Source records
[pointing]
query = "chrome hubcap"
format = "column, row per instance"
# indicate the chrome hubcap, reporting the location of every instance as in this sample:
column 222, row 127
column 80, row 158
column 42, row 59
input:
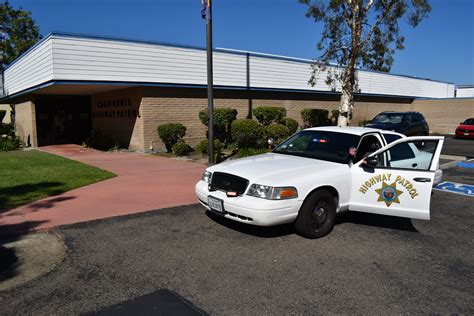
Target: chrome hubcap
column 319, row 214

* * *

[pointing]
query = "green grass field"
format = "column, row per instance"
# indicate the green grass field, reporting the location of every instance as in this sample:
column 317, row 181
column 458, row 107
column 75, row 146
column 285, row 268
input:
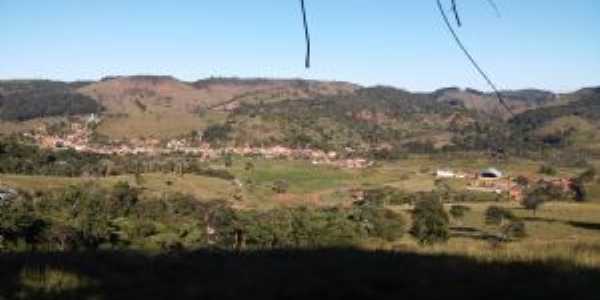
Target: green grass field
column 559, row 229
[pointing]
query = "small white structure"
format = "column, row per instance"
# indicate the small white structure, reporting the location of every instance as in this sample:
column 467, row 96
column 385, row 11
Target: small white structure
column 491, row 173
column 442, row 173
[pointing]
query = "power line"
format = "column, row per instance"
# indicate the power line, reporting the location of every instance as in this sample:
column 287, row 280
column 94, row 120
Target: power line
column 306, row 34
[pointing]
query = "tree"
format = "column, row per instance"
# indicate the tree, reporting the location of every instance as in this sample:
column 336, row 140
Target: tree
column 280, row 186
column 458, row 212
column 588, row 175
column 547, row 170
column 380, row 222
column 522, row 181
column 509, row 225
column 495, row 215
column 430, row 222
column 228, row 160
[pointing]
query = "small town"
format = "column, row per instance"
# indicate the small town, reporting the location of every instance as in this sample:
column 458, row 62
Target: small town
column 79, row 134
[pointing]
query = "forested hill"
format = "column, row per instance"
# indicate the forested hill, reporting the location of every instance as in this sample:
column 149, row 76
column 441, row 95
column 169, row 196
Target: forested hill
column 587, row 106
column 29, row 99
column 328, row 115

* * *

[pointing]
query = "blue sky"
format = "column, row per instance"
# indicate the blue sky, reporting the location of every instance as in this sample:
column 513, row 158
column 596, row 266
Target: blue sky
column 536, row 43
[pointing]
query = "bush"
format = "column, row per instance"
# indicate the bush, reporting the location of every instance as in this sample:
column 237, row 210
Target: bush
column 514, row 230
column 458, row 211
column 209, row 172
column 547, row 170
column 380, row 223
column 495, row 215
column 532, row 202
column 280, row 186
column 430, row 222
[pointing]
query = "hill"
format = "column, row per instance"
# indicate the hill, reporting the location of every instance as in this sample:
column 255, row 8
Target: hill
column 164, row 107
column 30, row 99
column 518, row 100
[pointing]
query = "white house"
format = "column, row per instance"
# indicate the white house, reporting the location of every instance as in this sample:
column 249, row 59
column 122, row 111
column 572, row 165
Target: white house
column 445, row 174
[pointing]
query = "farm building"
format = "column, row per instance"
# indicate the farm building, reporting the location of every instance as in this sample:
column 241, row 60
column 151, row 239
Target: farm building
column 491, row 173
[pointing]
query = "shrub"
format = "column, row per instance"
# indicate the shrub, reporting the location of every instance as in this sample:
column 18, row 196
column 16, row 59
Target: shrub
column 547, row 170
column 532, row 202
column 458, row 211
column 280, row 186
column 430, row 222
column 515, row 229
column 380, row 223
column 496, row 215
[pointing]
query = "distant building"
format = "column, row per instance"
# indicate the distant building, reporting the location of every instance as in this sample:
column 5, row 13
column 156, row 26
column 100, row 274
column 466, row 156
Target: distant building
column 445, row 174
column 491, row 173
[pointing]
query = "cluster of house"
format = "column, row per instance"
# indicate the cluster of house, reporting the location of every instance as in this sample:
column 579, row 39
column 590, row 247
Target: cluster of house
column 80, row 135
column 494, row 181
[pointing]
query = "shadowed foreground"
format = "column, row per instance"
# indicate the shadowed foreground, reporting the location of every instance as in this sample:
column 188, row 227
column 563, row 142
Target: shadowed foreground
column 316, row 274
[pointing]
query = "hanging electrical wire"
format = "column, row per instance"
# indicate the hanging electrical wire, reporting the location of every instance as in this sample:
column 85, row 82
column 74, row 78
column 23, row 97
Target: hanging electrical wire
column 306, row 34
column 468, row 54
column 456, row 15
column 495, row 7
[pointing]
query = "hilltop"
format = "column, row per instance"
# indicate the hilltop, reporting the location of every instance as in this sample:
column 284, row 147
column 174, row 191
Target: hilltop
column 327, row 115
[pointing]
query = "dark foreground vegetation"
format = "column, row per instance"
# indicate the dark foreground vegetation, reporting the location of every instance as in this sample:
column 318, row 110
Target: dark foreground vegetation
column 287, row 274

- [Brief]:
Using the entries above, give back exactly the line containing "# indicate the shadowed", the line containing "column 23, row 97", and every line between them, and nothing else.

- [Result of this exercise]:
# indicate the shadowed foreground, reporting the location of every instance as in this sample:
column 188, row 227
column 563, row 142
Target: shadowed foreground
column 316, row 274
[pointing]
query = "hanging electrical wire"
format = "column, row per instance"
# indicate the hanging electrical wire, reporting the location of every instance as in this sample:
column 85, row 82
column 74, row 78
column 23, row 97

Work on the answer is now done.